[START SELECTION]

For instance, the majority of 18th and early 19th century concertos begin with an orchestral section, followed by the entrance of the soloist. Beethoven breaks with this convention in his Fourth Piano Concerto, which opens with a solo piano passage. In order to appreciate the creativity of this solo opening, it's helpful to know the standard conventions for concertos written during this time period.

Of course, many musical works, including Beethoven's Fourth Piano Concerto, can certainly be appreciated without knowledge of the genre's norms. But I believe that this knowledge further enhances our appreciation and understanding.


----------



## Nate Miller (Oct 24, 2016)

Bettina said:


> ..Each genre carries with it a set of expectations and conventions that guide the listener and the composer...


exactly, and as you point out with your example from Beethoven, those expectations not only help define the form, but they are also there for the artist to manipulate as well.


----------



## pcnog11 (Nov 14, 2016)

Richard8655 said:


> Along these lines, I've always wondered why the Japanese love Bach so much (at least the cultured segment). They have many Bach societies, and love to perform and attend his sacred works. It just seems so antithetical to their culture and musical tradition.


There was an article I read long time ago about why Bach is popular in the Japanese culture. There is a lot of structure and discipline in Bach's music that resonated with the Japanese culture of discipline.


----------



## pcnog11 (Nov 14, 2016)

Sloe said:


> I think Beethoven's ninth symphony is used for new years celebrations in Japan. Then I really dislike that people say Asia like it was one thing. Talibans in Afghanistan are Asians they have very little interest in Western classical music.


Could we link western classical music to a country or society that is economically developed? It seems that there is a pattern emerging in Asian culture that the more advance or developed economics (Japan, Hong Kong, Korea, China, Singapore etc.), the higher appreciation of classical music. These countries all have their symphony orchestra, some cities such as Beijing have 3 to 4 large scales orchestras. One can draw a conclusion at this point.


----------



## EdwardBast (Nov 25, 2013)

Bettina said:


> I agree with you about the advantages offered by two cellos. I'm still wondering, though, why Schubert departed from what seems to have been the standard quintet scoring. As far as I know, the vast majority of Viennese quintets (Mozart, Pleyel, Beethoven, Spohr), are scored for two violas.
> 
> My question is: was Schubert drawing on any kind of "cello quintet" tradition (possibly Boccherini?), or was he employing innovative scoring to serve a particular artistic aim? Or perhaps both?


Those are excellent questions. I don't have the answers but maybe one of these books on my shelves does. Hmm, let's see …


----------



## Sloe (May 9, 2014)

pcnog11 said:


> Could we link western classical music to a country or society that is economically developed? It seems that there is a pattern emerging in Asian culture that the more advance or developed economics (Japan, Hong Kong, Korea, China, Singapore etc.), the higher appreciation of classical music. These countries all have their symphony orchestra, some cities such as Beijing have 3 to 4 large scales orchestras. One can draw a conclusion at this point.

[END SELECTION]
[START COLLECTED DATA]

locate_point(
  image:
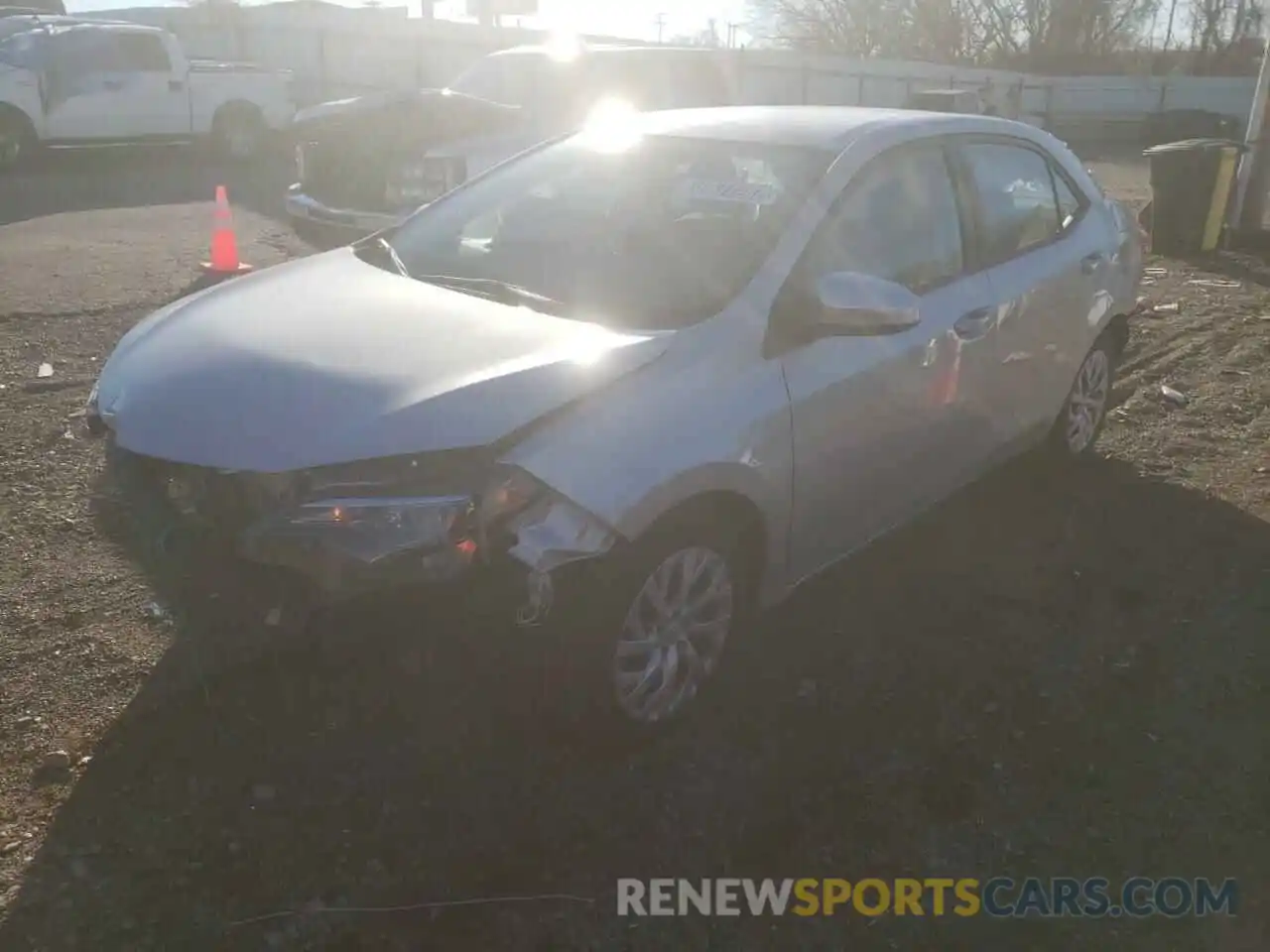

[END COLLECTED DATA]

## WHAT IS ASKED
a. Answer these questions from the classical music thread:
(i) How does Beethoven's Fourth Piano Concerto open?
(ii) According to the article pcnog11 recalls, what in Bach's music resonated with the Japanese culture of discipline?
(iii) Which composers does Bettina name as writers of Viennese quintets scored for two violas?
b. Proceed with the classical music thread, beginning right after its last line.
The listing has no connection to the classical music thread.

## SET OF ANSWERS
a.
(i) It opens with a solo piano passage.
(ii) The structure and discipline in Bach's music resonated with it.
(iii) Mozart, Pleyel, Beethoven and Spohr.

b.
China is as a whole not more developed economically than a country like Thailand but it have advantage of being huge and so is Peking 3 to 4 large scale orchestras in a city with 12 million inhabitants is not much especially when there are cities in Europe with large scale orchestras that have populations that is 1/40th of Peking. Everything in China becomes more there are hundreds of millions in China that live with a similar standard of living as in Western Europe ando that is still a small part of the whole population. It is possible for China to have several orchestras and still have people who don't know who Mozart was.


----------



## Bettina (Sep 29, 2016)

EdwardBast said:


> Those are excellent questions. I don't have the answers but maybe one of these books on my shelves does. Hmm, let's see …


Thanks for offering to look into these issues regarding Schubert's quartet. Yes, please let me know if you can find any information on this. I look forward to your response.

Also, it would be great if you could suggest some books that might address my questions--I'm becoming "curiouser and curiouser" as Alice in Wonderland would say!


----------



## sloth (Jul 12, 2013)

Bettina said:


> I think that the classification into genres is actually quite useful. Each genre carries with it a set of expectations and conventions that guide the listener and the composer. Many musical works play with those conventions in interesting ways. In order to appreciate the composer's engagement with conventions, the listener needs to be aware of what these conventions are.
> 
> For instance, the majority of 18th and early 19th century concertos begin with an orchestral section, followed by the entrance of the soloist. Beethoven breaks with this convention in his Fourth Piano Concerto, which opens with a solo piano passage. In order to appreciate the creativity of this solo opening, it's helpful to know the standard conventions for concertos written during this time period.
> 
> Of course, many musical works, including Beethoven's Fourth Piano Concerto, can certainly be appreciated without knowledge of the genre's norms. But I believe that this knowledge further enhances our appreciation and understanding.


Yes, the classification into genres is useful for a first approach. But I fear it could be dangerous in the long run...

The point is that by pigeonholing everything you tend to focus more on similarities or on certain aspects peculiar to a said genre, that way you may lose subtlety in your evaluation. Take for instance Baroque: there we have a chart with J.S. Bach on top... by listening to another German Baroque composer (for example an organ piece) the obvious comparison is to Bach's works. If there's little or no counterpoint then it isn't good. While there may be other "composing strategies" at work that we may miss.

I'm obviously simplifying the thing... hope it makes sense.


----------



## SixFootScowl (Oct 17, 2011)

Q: How can a deaf man compose such magnificent works!


----------



## EdwardBast (Nov 25, 2013)

Florestan said:


> Q: How can a deaf man compose such magnificent works!


Perfect pitch, ear trumpets, banging really loudly on the piano with his ear pressed to the wood so his bones conduct the sound, and a refined sonic imagination in his own head.


----------



## hpowders (Dec 23, 2013)

Why do folks insist on overanalyzing music?

It's like going to an anatomy class and learning the names of each of the human skeletal bones.

I didn't fall in love with a skeleton; I fell in love with a nymphomaniac.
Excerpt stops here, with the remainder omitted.